### Records
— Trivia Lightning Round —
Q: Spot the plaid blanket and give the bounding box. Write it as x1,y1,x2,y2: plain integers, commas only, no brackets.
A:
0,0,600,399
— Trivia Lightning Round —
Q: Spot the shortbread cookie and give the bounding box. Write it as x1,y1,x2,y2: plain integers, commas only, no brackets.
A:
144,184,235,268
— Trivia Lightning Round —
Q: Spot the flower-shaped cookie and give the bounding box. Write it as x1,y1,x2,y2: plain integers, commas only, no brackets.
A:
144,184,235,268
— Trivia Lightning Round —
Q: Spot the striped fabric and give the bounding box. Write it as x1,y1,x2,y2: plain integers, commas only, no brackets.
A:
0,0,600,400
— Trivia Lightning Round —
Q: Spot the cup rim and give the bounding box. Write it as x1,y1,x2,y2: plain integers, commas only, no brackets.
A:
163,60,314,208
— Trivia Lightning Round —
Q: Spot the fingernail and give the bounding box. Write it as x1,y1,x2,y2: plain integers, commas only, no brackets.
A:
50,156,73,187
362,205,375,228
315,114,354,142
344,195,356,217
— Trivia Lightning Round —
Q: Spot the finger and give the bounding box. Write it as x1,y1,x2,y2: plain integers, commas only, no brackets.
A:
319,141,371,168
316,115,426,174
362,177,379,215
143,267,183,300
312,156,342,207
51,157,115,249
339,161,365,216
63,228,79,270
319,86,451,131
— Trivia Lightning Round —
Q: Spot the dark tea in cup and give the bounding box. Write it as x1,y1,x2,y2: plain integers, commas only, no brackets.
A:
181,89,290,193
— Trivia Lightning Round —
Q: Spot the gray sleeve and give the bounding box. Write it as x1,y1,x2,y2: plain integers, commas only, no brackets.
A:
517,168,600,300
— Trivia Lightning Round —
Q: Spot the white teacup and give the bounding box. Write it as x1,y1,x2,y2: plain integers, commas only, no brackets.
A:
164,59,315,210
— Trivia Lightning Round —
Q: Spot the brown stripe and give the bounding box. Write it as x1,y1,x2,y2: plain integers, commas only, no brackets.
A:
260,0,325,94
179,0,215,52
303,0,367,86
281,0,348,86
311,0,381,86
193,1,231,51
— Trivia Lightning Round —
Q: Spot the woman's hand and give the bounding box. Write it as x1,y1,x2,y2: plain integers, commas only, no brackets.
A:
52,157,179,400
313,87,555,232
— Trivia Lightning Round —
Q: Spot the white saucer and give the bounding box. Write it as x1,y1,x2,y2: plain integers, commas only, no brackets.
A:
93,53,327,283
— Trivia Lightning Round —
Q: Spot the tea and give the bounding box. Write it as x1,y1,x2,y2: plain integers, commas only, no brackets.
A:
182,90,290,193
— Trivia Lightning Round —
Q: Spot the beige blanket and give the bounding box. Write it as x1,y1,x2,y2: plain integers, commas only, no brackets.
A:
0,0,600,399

==

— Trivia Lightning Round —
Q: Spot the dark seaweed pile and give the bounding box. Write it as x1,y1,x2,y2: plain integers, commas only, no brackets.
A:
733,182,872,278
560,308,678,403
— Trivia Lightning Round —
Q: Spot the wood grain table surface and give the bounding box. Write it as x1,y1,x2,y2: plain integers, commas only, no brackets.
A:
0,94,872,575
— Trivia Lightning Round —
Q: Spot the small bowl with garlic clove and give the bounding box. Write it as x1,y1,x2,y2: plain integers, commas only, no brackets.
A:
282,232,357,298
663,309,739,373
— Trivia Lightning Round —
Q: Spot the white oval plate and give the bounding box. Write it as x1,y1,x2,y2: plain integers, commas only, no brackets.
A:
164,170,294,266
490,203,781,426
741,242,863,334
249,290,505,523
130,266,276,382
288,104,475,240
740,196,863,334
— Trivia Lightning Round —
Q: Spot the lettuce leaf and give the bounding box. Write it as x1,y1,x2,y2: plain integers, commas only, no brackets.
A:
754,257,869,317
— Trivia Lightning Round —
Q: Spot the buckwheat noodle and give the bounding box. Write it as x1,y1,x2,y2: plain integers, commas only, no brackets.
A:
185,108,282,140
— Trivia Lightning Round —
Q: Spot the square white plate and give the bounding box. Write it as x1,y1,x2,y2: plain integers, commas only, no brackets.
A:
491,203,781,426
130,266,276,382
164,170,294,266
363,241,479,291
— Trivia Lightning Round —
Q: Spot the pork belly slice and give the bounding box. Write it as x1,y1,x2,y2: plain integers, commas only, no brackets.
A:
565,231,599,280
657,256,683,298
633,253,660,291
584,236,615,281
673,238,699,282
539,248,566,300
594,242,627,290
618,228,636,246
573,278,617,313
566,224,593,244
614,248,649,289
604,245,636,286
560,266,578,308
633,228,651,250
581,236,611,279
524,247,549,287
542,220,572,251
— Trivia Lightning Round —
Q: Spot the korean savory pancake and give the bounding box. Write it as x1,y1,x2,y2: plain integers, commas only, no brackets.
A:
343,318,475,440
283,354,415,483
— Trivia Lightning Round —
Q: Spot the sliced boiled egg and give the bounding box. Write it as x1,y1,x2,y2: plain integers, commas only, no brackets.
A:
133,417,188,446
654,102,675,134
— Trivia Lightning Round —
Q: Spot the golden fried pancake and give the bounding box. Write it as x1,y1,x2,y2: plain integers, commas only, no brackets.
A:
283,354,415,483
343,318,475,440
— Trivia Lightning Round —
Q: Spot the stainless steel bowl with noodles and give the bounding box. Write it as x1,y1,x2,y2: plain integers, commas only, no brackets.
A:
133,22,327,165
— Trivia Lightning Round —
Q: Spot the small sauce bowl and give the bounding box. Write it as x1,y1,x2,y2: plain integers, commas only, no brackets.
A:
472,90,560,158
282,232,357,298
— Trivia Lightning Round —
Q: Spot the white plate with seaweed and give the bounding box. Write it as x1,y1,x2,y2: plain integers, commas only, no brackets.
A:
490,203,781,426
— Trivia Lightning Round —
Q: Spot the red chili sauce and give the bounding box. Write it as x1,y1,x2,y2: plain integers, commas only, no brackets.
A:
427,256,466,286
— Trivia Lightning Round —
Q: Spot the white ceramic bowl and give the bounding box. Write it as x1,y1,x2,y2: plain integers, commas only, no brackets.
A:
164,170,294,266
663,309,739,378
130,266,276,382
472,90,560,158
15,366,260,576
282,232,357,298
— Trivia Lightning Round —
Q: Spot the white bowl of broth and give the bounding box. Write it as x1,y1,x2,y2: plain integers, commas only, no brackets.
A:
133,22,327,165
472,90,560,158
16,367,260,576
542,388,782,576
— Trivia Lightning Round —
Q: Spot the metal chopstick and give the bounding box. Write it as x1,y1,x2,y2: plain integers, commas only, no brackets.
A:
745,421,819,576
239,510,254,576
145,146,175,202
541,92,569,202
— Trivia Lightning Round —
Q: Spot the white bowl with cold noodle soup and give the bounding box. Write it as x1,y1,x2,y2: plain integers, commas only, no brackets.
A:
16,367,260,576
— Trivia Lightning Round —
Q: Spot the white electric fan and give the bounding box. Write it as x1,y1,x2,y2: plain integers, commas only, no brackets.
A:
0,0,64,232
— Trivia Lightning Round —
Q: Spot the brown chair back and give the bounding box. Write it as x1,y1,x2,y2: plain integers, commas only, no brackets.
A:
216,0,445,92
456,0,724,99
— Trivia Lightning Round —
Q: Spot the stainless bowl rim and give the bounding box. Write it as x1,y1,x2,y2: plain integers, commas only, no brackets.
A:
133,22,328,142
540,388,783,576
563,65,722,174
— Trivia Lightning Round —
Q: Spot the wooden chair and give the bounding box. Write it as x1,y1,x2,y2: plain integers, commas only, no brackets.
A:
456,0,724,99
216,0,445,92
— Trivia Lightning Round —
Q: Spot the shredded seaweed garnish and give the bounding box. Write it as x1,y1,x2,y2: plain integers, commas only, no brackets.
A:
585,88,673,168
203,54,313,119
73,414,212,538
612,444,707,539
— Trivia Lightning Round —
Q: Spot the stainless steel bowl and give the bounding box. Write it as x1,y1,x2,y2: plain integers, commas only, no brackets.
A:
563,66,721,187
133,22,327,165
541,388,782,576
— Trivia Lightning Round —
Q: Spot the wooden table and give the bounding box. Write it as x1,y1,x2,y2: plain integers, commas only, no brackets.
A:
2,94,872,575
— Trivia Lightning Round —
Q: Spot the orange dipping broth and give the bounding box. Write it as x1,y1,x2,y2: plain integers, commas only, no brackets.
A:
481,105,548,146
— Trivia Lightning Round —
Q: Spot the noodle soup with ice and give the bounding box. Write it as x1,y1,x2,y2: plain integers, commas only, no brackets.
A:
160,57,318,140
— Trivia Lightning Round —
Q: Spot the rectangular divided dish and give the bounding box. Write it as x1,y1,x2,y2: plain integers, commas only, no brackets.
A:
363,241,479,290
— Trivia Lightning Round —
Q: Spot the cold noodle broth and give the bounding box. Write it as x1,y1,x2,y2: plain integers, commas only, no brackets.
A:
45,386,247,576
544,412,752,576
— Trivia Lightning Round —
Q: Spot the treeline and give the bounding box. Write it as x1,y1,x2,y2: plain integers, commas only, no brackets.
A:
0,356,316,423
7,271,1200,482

==

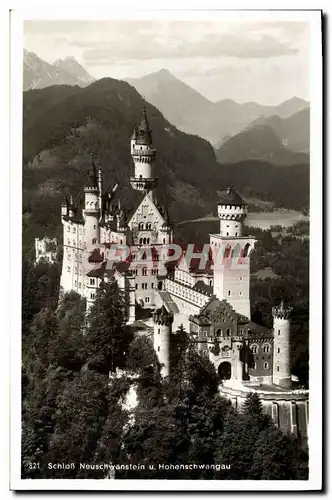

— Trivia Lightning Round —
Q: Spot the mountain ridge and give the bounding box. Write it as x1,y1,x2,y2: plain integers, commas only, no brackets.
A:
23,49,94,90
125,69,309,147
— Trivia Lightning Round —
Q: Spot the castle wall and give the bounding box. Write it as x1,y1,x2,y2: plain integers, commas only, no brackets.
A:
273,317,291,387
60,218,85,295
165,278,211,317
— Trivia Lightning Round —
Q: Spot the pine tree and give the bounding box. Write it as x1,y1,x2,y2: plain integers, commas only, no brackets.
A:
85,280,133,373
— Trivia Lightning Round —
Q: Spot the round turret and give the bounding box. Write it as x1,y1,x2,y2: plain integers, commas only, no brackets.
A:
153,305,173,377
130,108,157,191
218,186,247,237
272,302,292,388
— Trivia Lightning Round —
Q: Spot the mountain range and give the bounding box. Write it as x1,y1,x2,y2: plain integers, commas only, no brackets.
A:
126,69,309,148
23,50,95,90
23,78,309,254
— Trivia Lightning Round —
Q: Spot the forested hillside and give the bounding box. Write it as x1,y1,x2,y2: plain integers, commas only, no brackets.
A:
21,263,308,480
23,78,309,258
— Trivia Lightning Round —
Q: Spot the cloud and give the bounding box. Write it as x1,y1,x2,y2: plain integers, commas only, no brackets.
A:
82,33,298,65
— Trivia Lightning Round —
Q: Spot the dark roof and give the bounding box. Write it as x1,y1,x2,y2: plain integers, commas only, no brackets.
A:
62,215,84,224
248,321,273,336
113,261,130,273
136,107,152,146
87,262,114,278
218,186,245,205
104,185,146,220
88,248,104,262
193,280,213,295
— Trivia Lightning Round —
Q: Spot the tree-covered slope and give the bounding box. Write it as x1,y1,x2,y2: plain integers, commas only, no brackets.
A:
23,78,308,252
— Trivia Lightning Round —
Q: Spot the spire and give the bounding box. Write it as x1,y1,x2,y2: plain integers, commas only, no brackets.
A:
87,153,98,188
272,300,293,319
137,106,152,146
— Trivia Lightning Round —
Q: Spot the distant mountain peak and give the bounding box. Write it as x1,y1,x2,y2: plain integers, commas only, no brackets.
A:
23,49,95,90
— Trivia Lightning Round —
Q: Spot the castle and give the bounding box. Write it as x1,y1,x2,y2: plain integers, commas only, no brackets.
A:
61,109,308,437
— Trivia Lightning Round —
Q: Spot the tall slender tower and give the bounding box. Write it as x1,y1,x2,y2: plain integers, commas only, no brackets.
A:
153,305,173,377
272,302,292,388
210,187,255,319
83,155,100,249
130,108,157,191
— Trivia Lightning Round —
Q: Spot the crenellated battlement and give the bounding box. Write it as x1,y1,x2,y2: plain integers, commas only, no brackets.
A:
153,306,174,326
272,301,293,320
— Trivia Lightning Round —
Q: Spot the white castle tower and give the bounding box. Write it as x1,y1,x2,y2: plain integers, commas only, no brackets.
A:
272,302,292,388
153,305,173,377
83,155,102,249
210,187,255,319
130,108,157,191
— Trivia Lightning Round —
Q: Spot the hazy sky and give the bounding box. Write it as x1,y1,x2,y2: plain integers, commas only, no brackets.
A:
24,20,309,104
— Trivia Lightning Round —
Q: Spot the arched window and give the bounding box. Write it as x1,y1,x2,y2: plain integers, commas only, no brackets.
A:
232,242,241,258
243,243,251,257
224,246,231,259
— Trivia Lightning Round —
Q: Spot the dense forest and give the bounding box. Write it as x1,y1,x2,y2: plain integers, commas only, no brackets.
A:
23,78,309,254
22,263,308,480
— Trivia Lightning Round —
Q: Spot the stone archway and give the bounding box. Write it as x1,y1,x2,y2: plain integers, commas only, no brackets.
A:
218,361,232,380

### Requirements
Find every line in the three blocks above that contains the word "wooden", and copy each such line in full.

### The answer
Q: Spot the wooden chair and give the bounding box. Write it as x1,y1,x2,y2: plain integers, commas only, no brackets.
Q: Spot the wooden table and give the bounding box. Write it as x1,y1,x2,y2: plain integers, commas only, no brackets.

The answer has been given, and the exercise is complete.